◆ DIRECTIONS:
Update the items starting at the line that contains "-- select a point on the advertising" and ending at the last item, replacing "bus tire" with "bus wheel" and leaving everything else unchanged.

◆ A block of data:
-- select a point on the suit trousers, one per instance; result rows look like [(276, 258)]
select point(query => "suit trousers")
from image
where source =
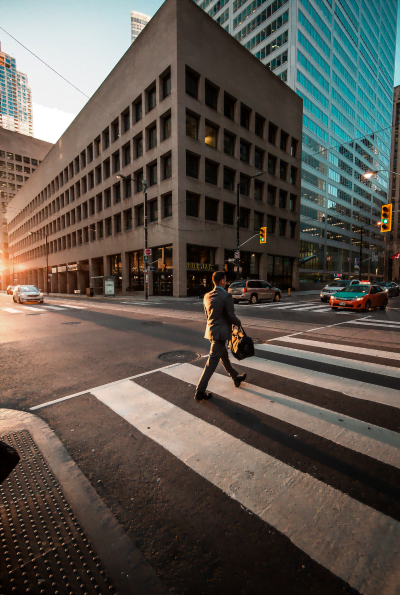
[(218, 352)]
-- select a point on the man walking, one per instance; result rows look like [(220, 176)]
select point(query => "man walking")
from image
[(220, 314)]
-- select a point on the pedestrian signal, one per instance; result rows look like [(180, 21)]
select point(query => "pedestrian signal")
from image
[(386, 217)]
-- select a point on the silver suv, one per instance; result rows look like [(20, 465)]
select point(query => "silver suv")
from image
[(253, 291), (333, 287)]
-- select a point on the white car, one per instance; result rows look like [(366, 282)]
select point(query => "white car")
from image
[(27, 294)]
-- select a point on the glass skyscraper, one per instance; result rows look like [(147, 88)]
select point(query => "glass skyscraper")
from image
[(338, 55), (15, 97)]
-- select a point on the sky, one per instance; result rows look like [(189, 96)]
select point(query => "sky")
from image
[(80, 39)]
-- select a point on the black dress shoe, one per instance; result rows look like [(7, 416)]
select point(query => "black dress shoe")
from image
[(202, 396), (239, 380)]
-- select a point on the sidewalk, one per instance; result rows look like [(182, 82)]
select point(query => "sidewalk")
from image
[(58, 536)]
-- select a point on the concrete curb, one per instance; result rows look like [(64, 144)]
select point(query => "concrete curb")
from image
[(122, 560)]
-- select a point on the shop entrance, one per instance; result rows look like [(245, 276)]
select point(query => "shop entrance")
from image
[(162, 283)]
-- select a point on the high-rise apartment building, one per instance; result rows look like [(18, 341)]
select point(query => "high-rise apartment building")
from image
[(138, 23), (20, 155), (338, 55), (15, 97), (393, 239)]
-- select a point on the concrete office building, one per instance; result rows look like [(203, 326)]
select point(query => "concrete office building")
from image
[(20, 155), (393, 238), (138, 23), (338, 55), (15, 97), (193, 120)]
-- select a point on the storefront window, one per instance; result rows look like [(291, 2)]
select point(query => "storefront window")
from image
[(116, 270)]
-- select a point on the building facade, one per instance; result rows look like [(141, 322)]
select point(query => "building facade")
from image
[(20, 155), (193, 124), (15, 97), (393, 239), (138, 23), (338, 55)]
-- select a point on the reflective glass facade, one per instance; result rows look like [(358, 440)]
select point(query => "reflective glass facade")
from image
[(338, 55), (15, 97)]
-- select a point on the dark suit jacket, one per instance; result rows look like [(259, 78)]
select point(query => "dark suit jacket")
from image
[(220, 314)]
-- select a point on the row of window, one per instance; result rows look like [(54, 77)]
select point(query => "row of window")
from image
[(236, 111), (131, 115)]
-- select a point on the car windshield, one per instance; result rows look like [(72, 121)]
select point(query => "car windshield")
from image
[(238, 284), (356, 289), (338, 284)]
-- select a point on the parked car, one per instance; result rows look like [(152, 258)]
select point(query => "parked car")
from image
[(332, 288), (27, 293), (252, 291), (360, 297), (391, 287)]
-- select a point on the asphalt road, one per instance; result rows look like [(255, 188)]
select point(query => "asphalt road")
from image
[(289, 485)]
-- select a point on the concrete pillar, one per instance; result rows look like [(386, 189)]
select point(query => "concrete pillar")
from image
[(179, 269), (125, 271)]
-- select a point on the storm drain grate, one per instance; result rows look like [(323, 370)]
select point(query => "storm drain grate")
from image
[(180, 357), (44, 549)]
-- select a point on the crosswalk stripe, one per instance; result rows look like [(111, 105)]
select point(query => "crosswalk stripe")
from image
[(391, 325), (332, 360), (351, 388), (340, 533), (373, 441), (340, 347)]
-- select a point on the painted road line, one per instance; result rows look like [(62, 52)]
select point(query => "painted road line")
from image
[(349, 387), (332, 360), (341, 348), (338, 532), (373, 441)]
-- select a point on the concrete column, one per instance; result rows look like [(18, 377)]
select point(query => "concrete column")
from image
[(125, 271), (179, 269)]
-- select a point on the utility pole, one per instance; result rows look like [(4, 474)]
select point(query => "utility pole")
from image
[(146, 292)]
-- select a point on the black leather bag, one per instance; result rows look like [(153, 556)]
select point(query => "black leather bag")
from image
[(240, 344), (9, 459)]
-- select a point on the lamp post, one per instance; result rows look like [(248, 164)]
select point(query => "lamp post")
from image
[(257, 175), (47, 257), (144, 184)]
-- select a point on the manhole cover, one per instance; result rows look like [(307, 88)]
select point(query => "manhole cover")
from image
[(180, 357)]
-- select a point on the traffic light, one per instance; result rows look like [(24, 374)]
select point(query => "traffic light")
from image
[(386, 217)]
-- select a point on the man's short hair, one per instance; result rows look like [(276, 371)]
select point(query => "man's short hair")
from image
[(218, 276)]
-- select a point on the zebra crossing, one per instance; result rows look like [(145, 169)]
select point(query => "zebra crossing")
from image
[(347, 405)]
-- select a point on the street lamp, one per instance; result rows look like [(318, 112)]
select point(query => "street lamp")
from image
[(144, 184), (257, 175), (47, 257)]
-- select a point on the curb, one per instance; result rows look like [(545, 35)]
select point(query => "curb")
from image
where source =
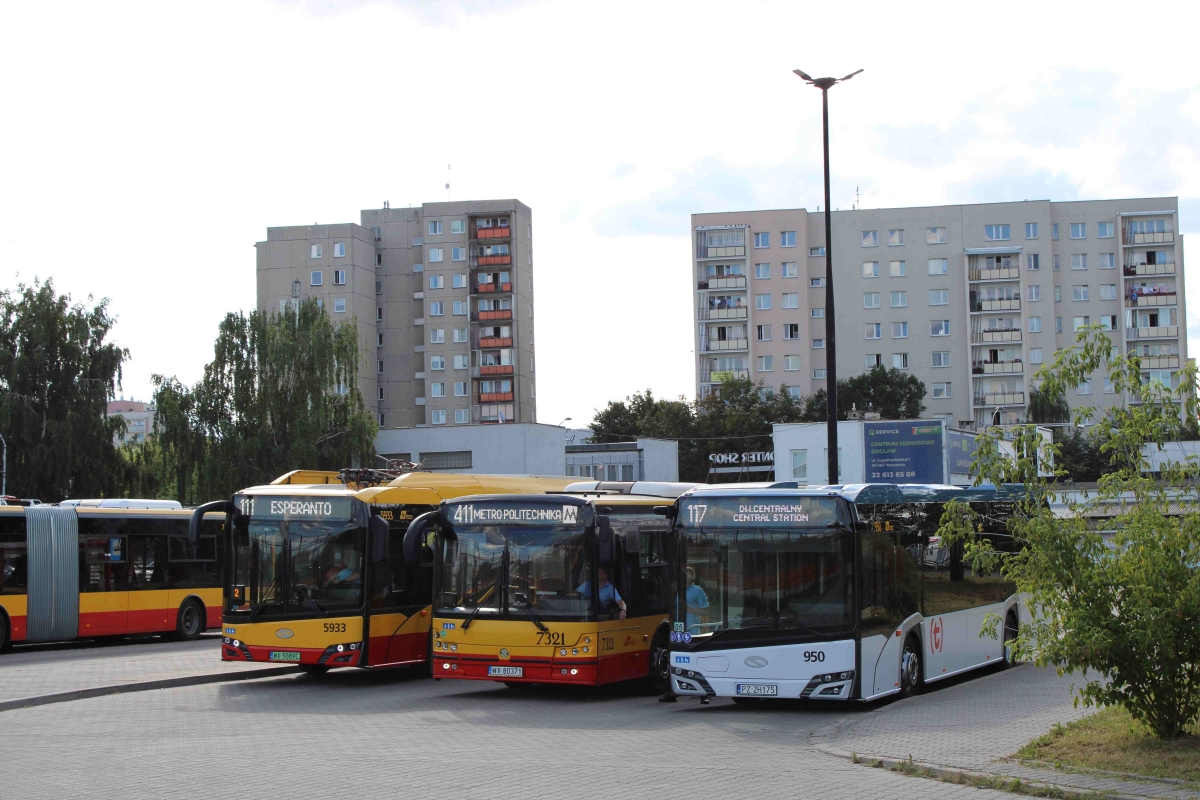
[(144, 686)]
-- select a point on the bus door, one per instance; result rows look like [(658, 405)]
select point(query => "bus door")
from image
[(53, 575)]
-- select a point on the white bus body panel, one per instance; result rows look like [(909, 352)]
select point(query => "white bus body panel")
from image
[(781, 666)]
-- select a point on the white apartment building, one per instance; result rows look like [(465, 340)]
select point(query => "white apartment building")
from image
[(442, 295), (971, 299)]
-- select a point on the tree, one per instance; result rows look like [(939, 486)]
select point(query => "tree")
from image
[(1119, 609), (57, 376), (281, 394)]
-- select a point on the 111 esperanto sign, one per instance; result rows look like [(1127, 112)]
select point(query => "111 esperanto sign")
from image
[(903, 452)]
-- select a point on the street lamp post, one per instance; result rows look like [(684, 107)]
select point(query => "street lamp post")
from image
[(833, 476)]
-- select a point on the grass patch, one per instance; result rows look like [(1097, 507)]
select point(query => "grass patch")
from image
[(1114, 741)]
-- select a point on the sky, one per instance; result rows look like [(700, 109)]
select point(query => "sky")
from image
[(148, 146)]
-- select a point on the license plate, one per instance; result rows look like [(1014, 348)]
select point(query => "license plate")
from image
[(505, 672)]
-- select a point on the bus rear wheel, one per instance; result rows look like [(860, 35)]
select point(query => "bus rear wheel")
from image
[(190, 623), (911, 678)]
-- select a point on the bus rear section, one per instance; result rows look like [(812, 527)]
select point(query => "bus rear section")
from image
[(552, 589), (89, 571)]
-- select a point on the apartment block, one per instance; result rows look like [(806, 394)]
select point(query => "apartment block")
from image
[(442, 298), (971, 299)]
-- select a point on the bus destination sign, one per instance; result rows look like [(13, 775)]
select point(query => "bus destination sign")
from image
[(769, 511), (517, 513)]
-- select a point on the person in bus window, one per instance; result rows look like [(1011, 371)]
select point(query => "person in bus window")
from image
[(609, 594), (697, 599)]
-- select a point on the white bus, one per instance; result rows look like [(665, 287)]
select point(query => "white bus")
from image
[(832, 593)]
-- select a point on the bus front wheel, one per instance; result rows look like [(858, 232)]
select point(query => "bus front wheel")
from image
[(911, 678)]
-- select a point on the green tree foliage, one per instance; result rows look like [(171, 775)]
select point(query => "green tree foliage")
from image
[(1121, 609), (280, 394), (57, 376)]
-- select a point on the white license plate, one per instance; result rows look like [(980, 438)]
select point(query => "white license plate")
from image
[(505, 672)]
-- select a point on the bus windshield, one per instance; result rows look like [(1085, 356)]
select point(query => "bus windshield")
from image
[(767, 564), (540, 569), (300, 559)]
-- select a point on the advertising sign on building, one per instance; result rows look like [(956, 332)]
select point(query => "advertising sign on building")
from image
[(903, 452)]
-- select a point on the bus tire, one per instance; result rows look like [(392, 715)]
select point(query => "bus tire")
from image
[(911, 674), (1011, 631), (190, 620)]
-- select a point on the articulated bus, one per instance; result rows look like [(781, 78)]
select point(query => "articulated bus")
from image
[(832, 593), (114, 567), (316, 572), (553, 588)]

◆ THE ANSWER:
-- select a point on the advertising sign on building, one per instance; result rows look like [(956, 332)]
select point(query => "advertising sign on building")
from image
[(903, 452)]
-- select a point on the bus wheel, one per instance; result rows look like [(392, 715)]
select point(query => "bus wheel")
from image
[(911, 674), (1011, 631), (190, 620)]
-- select a point on the articulated bus, one per instance; result rows look like [(781, 78)]
select point(query => "articulated bus")
from image
[(832, 593), (114, 567), (316, 572), (553, 588)]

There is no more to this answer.